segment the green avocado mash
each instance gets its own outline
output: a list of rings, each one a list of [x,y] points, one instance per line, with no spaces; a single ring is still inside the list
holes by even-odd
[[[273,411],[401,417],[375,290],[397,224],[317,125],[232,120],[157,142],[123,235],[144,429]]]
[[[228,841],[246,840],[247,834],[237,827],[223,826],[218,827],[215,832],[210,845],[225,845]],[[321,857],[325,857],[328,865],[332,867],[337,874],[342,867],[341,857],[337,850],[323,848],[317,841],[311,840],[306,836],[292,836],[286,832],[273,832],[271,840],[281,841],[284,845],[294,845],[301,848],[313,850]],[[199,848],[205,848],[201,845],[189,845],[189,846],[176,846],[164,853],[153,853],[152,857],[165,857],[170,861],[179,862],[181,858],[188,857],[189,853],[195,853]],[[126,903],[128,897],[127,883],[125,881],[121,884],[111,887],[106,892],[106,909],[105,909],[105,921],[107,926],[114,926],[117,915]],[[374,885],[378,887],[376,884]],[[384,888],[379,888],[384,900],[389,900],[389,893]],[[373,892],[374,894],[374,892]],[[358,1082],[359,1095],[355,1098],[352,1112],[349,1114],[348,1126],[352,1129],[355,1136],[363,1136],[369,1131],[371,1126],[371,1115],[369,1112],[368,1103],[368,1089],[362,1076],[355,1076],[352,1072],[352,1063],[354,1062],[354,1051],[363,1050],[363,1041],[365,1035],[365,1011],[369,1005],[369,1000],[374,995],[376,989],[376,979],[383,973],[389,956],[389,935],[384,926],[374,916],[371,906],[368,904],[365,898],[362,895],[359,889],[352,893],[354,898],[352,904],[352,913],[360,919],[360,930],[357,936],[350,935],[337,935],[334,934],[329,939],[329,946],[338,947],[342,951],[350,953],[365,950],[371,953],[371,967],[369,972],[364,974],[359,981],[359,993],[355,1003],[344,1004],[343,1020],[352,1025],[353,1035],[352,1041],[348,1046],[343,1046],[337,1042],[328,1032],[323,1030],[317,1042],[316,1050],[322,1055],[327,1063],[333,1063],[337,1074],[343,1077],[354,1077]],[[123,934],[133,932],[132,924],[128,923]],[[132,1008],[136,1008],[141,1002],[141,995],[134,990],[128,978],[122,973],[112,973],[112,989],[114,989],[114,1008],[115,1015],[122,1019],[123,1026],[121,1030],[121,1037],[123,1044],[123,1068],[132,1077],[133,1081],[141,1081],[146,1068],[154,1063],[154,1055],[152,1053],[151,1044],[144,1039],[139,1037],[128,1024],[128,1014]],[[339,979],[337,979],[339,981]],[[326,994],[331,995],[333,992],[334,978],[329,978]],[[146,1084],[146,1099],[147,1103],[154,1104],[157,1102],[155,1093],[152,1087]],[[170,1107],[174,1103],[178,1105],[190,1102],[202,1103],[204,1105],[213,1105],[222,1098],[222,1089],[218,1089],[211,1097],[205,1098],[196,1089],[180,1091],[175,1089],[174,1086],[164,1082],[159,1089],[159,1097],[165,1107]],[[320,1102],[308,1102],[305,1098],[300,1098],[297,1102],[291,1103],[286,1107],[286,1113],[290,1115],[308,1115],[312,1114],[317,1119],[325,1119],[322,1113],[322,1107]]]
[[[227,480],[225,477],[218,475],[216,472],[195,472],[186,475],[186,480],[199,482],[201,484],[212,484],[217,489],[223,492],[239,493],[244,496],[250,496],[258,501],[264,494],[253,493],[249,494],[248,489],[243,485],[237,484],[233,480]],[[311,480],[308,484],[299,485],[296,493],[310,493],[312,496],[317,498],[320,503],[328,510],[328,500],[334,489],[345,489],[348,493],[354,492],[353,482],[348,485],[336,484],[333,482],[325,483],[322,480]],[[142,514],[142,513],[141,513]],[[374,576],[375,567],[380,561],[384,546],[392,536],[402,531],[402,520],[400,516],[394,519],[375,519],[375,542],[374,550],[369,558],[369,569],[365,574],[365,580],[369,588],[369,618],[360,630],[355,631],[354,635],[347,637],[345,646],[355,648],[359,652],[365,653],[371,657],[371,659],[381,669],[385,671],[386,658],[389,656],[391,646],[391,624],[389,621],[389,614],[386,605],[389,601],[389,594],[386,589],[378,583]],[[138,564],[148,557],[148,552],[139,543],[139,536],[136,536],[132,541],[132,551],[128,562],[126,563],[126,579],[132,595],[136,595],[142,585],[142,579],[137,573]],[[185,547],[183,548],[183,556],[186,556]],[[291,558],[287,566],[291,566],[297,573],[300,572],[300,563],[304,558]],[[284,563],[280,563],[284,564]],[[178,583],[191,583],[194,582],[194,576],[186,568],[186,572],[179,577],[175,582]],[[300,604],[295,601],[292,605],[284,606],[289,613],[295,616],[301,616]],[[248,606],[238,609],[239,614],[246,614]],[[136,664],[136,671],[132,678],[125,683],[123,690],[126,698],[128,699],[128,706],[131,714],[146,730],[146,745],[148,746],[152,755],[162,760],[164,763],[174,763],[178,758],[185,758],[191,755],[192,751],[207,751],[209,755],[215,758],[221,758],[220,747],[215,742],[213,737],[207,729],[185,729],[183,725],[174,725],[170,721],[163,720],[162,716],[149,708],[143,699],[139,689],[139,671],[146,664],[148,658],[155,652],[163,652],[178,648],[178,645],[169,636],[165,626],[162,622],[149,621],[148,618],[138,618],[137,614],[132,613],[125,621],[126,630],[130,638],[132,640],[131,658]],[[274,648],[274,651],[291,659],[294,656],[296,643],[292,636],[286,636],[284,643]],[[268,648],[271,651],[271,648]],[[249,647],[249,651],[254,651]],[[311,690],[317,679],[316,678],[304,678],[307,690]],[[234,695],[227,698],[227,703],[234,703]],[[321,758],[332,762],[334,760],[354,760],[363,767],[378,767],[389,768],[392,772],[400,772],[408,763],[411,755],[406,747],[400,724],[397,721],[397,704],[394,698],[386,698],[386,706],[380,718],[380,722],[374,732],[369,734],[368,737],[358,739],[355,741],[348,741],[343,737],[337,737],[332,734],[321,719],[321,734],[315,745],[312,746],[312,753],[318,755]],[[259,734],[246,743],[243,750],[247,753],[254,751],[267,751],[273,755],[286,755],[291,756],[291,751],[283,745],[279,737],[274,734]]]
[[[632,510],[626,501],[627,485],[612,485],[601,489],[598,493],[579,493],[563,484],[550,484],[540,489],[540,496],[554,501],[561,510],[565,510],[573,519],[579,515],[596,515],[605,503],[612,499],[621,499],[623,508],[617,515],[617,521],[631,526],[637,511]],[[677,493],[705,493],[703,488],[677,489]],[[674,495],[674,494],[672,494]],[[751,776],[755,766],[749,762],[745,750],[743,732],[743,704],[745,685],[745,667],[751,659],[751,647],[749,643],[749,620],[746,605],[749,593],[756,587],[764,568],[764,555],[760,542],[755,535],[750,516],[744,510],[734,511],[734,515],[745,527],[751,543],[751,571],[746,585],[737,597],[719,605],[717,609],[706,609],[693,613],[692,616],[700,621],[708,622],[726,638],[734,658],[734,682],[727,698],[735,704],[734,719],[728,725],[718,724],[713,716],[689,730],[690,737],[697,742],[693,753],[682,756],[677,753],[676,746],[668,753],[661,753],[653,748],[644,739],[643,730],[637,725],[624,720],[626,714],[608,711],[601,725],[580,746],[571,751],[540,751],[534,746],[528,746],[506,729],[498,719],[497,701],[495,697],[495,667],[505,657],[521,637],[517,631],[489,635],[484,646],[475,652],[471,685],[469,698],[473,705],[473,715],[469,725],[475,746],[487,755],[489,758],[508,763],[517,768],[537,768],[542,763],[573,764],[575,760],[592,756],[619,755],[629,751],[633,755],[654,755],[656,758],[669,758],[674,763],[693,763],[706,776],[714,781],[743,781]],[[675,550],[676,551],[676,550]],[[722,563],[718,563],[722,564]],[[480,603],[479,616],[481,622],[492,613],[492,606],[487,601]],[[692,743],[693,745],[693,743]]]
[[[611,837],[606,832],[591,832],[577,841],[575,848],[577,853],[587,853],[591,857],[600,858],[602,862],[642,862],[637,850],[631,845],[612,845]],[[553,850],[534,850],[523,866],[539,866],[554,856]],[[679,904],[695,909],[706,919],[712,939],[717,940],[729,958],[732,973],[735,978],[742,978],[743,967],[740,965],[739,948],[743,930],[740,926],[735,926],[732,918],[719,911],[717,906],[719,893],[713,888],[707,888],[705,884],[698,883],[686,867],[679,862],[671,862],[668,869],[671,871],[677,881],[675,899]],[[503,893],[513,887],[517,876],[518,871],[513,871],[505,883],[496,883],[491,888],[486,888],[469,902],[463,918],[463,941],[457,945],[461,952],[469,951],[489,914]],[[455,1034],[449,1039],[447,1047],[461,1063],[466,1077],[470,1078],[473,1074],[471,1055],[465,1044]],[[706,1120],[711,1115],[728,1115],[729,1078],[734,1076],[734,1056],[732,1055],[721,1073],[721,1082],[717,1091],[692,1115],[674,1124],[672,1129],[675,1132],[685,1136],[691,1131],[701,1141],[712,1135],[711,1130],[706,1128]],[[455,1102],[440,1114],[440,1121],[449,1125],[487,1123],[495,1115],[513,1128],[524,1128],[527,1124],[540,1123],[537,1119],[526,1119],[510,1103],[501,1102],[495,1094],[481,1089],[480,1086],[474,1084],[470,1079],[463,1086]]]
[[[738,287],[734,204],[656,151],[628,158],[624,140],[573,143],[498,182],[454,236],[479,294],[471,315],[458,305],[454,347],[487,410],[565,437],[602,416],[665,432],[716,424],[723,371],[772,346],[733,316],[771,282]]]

= = = = = = =

*EXERCISE TASK*
Count the lines in the items above that contain the word "instance", treating uppercase and lowercase as different, and give only the number.

*TASK ANSWER*
2